**DOCUMENT**.

Solana has surpassed Ethereum in monthly DEX volume for four consecutive months, driven by memecoin trading culture, Jupiter's aggregation dominance, and retail user experience advantages — a structural shift, not a temporary anomaly.

iBuidl Research2026-03-1013 min 阅读
TL;DR
  • Solana processed $186B in DEX volume in February 2026, exceeding Ethereum mainnet + L2 combined for the fourth consecutive month ($178B)
  • Jupiter Exchange commands 67% of Solana DEX volume through its aggregation model; Raydium and Orca account for the underlying liquidity
  • Memecoin trading accounts for approximately 38% of Solana DEX volume — a volatile but structurally significant user acquisition mechanism that has driven wallet creation to 140M+ addresses
  • Transaction fee revenue on Solana reached $41M in February 2026, up 890% YoY, fundamentally changing the SOL economic thesis

Executive Summary

The debate between Solana and Ethereum has long been characterized as "fast/cheap vs. secure/decentralized." The DEX volume data now tells a more empirically grounded story: Solana has built a dominant position in retail-driven spot trading through a combination of user experience superiority, fee structure advantages, and a meme/culture-driven user acquisition flywheel that Ethereum's architecture cannot match without sacrificing its own design priorities.

(Excerpts of labeled region data)
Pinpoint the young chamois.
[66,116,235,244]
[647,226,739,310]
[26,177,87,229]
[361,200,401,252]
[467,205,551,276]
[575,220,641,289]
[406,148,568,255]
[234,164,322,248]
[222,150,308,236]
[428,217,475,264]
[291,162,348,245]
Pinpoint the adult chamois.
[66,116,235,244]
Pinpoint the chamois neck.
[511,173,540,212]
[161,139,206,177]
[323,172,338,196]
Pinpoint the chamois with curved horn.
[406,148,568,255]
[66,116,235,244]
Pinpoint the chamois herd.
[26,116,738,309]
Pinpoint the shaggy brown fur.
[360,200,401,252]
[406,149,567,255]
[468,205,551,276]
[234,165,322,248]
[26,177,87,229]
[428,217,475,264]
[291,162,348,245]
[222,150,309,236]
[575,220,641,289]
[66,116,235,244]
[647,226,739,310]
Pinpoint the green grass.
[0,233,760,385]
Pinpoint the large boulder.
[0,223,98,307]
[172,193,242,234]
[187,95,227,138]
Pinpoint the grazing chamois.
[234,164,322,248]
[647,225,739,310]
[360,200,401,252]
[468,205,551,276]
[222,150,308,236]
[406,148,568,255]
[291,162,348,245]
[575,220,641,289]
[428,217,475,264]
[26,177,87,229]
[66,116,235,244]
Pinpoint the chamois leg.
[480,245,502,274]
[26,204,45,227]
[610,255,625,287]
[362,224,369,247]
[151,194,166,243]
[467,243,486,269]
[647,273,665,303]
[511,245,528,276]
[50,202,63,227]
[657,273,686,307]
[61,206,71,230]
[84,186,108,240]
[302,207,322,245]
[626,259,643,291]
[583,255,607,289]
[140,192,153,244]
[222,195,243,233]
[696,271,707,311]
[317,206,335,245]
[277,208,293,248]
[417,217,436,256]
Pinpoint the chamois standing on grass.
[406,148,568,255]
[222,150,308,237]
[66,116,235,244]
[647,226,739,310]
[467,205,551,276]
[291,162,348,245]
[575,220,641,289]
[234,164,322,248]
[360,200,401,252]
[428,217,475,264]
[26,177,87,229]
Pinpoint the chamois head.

**WHAT YOU ARE ASKED TO DO**. Pick up the report on Solana overtaking Ethereum in DEX volume after its last sentence, and keep writing in the same voice.

**EXPECTED OUTPUT**.
For four consecutive months (November 2025 through February 2026), Solana has processed more DEX volume than Ethereum mainnet plus all Layer 2 chains combined. This is not a marginal data point — it represents a structural reversal of the DEX market share that Ethereum held throughout 2021-2024. Understanding why this happened, whether it is durable, and what it means for SOL and ETH as assets is the central question of this report.

The answer is not simple. Solana's DEX dominance is real and growing, but the composition of that volume — heavily weighted toward memecoins and high-frequency speculative trading — creates questions about durability and value quality. Ethereum's DeFi ecosystem, by contrast, hosts most of the high-value institutional, structured product, and RWA activity. These may be two different markets serving two different use cases, rather than a zero-sum competition.


Section 1 — Data and Methodology

$186B
Solana DEX Vol (Feb 2026)
DefiLlama, all Solana DEXes
$178B
Ethereum + L2 DEX Vol (Feb 2026)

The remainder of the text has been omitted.